▶ [INSTRUCTIONS TO FOLLOW]
Reproduce the data word for word, starting at its first line and ending with the line that contains "(322, 149), (341, 192)", including that line.

— start —

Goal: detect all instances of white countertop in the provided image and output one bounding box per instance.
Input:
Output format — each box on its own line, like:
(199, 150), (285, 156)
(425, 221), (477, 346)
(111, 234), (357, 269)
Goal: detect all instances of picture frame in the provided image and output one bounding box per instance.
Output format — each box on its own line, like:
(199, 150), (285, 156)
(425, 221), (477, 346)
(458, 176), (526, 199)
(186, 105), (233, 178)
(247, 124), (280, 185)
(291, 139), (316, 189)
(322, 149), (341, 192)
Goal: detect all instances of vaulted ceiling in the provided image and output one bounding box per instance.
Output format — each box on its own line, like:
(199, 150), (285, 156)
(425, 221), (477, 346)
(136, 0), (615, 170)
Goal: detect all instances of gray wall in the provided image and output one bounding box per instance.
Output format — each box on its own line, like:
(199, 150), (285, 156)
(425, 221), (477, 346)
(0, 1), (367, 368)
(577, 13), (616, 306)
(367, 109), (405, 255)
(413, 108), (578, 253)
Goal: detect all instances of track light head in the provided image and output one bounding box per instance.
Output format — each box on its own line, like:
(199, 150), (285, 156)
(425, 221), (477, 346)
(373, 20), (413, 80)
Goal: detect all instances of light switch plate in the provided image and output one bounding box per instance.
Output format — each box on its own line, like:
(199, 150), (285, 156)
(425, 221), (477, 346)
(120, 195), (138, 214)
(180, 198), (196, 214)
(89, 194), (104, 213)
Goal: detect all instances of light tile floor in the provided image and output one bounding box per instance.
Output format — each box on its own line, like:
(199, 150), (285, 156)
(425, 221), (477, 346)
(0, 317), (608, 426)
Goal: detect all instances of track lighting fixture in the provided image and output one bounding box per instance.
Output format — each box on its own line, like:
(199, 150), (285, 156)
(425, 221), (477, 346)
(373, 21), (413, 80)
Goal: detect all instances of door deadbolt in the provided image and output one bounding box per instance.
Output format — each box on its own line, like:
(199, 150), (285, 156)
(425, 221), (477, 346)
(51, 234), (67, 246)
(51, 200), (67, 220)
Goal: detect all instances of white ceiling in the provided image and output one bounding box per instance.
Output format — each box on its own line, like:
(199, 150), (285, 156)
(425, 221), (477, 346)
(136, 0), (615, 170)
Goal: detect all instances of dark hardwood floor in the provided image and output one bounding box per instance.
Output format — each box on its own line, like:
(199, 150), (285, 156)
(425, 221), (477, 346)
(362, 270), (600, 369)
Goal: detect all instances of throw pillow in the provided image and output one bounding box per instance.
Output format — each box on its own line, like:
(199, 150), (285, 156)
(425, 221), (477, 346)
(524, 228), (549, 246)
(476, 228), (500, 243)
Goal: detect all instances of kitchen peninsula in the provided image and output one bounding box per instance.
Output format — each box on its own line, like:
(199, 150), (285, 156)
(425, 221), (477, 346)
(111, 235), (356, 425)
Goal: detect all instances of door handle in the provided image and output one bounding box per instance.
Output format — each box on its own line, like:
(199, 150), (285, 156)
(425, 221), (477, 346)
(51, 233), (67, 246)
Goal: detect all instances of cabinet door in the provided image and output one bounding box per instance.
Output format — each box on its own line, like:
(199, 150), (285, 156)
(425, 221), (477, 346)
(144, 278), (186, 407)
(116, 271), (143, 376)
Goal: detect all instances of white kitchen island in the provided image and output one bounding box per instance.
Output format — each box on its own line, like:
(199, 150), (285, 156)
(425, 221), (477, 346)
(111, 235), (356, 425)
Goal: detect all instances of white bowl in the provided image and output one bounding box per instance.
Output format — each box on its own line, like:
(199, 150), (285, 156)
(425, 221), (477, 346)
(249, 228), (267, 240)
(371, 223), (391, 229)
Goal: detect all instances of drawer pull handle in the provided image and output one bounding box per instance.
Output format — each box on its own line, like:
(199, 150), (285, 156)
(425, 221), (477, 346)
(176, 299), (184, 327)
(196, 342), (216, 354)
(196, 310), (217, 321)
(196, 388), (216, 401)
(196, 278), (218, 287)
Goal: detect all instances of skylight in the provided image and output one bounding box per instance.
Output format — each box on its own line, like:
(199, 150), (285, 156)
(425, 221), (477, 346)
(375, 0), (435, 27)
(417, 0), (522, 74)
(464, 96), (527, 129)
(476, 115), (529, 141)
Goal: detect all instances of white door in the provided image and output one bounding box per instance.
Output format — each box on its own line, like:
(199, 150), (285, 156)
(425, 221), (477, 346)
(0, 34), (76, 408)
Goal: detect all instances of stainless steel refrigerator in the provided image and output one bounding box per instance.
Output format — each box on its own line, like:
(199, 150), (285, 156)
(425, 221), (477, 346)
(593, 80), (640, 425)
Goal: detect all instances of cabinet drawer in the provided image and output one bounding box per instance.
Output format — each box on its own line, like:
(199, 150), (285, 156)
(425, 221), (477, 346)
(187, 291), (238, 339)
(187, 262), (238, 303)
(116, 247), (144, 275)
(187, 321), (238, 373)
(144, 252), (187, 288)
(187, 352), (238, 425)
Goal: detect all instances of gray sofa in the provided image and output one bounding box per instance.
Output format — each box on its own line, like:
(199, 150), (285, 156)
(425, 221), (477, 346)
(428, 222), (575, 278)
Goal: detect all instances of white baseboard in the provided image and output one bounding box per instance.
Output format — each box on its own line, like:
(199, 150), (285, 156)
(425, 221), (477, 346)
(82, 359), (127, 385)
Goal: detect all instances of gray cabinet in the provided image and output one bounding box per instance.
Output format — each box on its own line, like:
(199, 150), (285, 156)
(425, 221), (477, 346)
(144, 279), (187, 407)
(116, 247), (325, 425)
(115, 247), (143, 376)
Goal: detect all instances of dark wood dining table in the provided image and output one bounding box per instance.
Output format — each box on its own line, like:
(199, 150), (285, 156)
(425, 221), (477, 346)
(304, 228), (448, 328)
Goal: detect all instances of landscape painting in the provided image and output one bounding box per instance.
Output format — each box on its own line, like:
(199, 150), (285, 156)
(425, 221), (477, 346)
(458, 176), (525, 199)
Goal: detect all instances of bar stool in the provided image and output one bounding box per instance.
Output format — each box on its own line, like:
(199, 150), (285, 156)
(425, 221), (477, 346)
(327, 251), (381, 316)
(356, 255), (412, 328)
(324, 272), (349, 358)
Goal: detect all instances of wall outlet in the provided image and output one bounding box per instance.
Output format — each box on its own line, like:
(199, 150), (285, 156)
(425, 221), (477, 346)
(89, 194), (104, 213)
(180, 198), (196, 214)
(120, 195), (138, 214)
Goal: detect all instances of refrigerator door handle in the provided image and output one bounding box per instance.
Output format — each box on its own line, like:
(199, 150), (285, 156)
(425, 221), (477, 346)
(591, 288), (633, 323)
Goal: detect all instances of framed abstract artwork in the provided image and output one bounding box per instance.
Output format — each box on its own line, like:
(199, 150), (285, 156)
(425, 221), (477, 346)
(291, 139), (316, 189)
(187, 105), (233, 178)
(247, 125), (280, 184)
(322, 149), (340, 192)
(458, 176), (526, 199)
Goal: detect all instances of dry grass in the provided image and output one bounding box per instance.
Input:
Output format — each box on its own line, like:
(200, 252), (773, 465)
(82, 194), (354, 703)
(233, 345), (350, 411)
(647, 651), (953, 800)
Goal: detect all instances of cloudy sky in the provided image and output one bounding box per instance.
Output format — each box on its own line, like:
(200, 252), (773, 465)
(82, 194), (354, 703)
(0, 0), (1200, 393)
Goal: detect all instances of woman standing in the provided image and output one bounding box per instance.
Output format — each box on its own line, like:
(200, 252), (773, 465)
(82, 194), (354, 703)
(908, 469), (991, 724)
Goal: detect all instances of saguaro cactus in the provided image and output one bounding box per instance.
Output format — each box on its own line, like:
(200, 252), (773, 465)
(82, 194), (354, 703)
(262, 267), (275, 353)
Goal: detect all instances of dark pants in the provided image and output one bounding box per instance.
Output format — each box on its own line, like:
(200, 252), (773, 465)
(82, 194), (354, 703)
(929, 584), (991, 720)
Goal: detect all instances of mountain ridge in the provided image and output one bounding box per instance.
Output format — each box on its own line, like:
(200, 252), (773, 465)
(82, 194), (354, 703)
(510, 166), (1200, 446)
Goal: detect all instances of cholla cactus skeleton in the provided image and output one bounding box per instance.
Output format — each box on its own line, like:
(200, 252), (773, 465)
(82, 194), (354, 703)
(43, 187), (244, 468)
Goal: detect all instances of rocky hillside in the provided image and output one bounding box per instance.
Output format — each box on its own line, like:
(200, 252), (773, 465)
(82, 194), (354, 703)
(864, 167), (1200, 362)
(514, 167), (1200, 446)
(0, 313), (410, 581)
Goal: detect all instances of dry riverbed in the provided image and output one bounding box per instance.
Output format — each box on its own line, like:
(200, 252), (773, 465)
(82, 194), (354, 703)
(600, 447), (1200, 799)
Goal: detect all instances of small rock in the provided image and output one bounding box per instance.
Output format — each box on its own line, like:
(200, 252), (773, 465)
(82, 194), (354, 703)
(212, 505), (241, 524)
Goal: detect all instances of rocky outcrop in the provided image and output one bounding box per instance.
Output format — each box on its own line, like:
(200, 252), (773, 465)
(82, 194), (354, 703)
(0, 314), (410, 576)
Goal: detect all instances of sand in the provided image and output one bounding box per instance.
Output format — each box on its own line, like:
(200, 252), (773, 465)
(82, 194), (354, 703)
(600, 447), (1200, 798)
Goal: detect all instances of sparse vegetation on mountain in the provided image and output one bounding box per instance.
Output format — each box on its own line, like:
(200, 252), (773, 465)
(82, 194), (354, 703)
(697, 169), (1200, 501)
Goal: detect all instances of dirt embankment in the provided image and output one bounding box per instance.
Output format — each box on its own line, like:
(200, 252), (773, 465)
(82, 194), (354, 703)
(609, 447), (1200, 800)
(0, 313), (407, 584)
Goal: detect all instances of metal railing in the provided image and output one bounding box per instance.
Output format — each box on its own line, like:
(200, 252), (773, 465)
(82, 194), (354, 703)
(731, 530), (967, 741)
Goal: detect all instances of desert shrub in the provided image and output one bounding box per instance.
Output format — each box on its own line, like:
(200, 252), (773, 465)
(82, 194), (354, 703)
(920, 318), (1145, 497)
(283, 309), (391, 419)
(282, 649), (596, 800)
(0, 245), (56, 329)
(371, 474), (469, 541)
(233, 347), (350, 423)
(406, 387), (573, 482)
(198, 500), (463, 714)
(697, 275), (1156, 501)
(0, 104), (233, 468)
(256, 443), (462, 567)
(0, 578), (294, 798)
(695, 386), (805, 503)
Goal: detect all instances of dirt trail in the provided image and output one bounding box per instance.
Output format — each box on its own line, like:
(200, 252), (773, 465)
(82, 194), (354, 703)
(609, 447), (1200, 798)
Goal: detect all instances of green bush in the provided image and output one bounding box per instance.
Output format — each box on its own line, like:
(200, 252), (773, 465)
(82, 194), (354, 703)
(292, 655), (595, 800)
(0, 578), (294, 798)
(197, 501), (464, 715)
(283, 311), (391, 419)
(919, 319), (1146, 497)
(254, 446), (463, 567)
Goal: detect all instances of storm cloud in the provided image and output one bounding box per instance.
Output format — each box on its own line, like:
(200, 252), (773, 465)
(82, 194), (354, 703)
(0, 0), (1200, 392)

— end —

▶ [COMPLETE ANSWER]
Goal: detect all instances of white countertop in the provided image and output one bounding box per instance.
Input:
Output format — each box on its own line, like:
(199, 150), (285, 156)
(425, 221), (477, 346)
(111, 234), (357, 269)
Goal: detect all instances of picture frame in the provided image and output one bounding box per instance.
Output format — each box on its own line, like:
(199, 150), (285, 156)
(425, 221), (477, 346)
(458, 176), (526, 199)
(186, 105), (233, 178)
(247, 124), (280, 185)
(291, 139), (316, 189)
(322, 149), (341, 192)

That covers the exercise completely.